- Passage choisi
────────────────────

Après l’installation des notables élus sur toutes les collines et tous les quartiers pour continuer les activités qui étaient traditionnellement dévolues aux Bashingantahe investis, l’opinion est en droit d’être éclairée, avec méticulosité, pour qu’elle puisse cerner les enjeux d’un processus conduit en douceur pendant presque deux décennies. 

« Les fonctions des notables investis cesseront sur tout le territoire du Burundi dès la prestation de serment des membres des conseils des notables des collines élus ». Cette décision du ministre de l’Intérieur est de nature hautement historique. Elle met officiellement fin au rôle consacré dans l’Accord d’Arusha pour la paix et la réconciliation au Burundi d’Août 2000 (voir prot. II, chap. I, art.9, alinéa 8), qui était jusque-là dévolu aux Bashingantahe investis : l’arbitrage du tertre, appelé intahe yo ku mugina

Pour appréhender le processus du démantèlement et de marginalisation d’une institution multiséculaire, aussi vieille que le Burundi lui-même, car ayant été inaugurée par le premier roi, Ntare Rushatsi Cambarantama, fondateur du royaume du Burundi dont le nom a été donné au Palais présidentiel de Bujumbura, revenons d’abord sur cinq dates cruciales dans cet aboutissement. 

2010 : Des jalons de la mise au placard des Bashingantahe investis sont plantés, du moins sur le plan légal. La loi communale du 25 janvier 2010 en révision de celle du 20 avril 2005 les exclut purement et simplement des instances de justice sur les collines et des quartiers. Dans la première loi décrétée à l’époque du gouvernement de transition, il est stipulé à l’article 37, alinéa 2, que le conseil de colline ou de quartier, sous la supervision du chef de colline ou de quartier, a pour mission « d’assurer, sur la colline ou au sein du quartier, avec les Bashingantahe de l’entité, l’arbitrage, la médiation, la conciliation ainsi que le règlement des conflits de voisinage ». En revanche, le législateur a supprimé, dans la révision intervenue en 2010, le passage ci-haut en gras. L’article 36, en son point 2, souligne que le conseil de colline ou de quartier, sous la supervision du chef de colline ou de quartier, a pour mission « d’assurer, sur la colline ou au sein du quartier, l’arbitrage, la médiation, la conciliation ainsi que le règlement des conflits de voisinage ». De même, cette éviction des Bashingantahe du droit positif sera rééditée dans la loi communale du 28 novembre 2014 tout comme dans la loi organique du 19 février 2020.

────────────────────

(Extrait d'un jeu de données)
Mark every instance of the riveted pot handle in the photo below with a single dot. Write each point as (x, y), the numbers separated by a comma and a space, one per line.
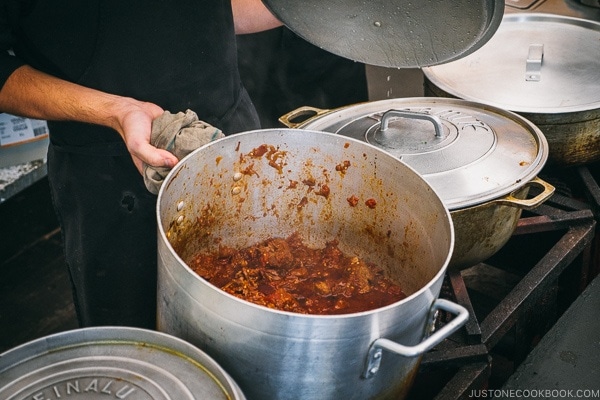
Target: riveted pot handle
(376, 349)
(306, 112)
(527, 204)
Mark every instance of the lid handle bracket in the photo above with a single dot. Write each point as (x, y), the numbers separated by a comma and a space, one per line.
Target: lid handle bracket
(436, 121)
(533, 69)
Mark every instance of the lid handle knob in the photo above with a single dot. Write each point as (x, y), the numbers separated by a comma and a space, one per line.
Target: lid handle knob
(533, 70)
(436, 121)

────────────────────

- Travail demandé
**A)** D'après le passage sur les Bashingantahe, pourquoi leur institution est-elle dite aussi vieille que le Burundi lui-même ?
**B)** Relevez toutes les lois citées dans le passage sur les Bashingantahe, avec leur date.
**C)** Reproduisez le passage sur les Bashingantahe entre "Après l’installation des" et "presque deux décennies.", ces deux limites comprises.

- Réponses attendues
**A)** Elle a été inaugurée par le premier roi, Ntare Rushatsi Cambarantama, fondateur du royaume du Burundi.

**B)**
- la loi communale du 20 avril 2005
- la loi communale du 25 janvier 2010
- la loi communale du 28 novembre 2014
- la loi organique du 19 février 2020

**C)**
Après l’installation des notables élus sur toutes les collines et tous les quartiers pour continuer les activités qui étaient traditionnellement dévolues aux Bashingantahe investis, l’opinion est en droit d’être éclairée, avec méticulosité, pour qu’elle puisse cerner les enjeux d’un processus conduit en douceur pendant presque deux décennies.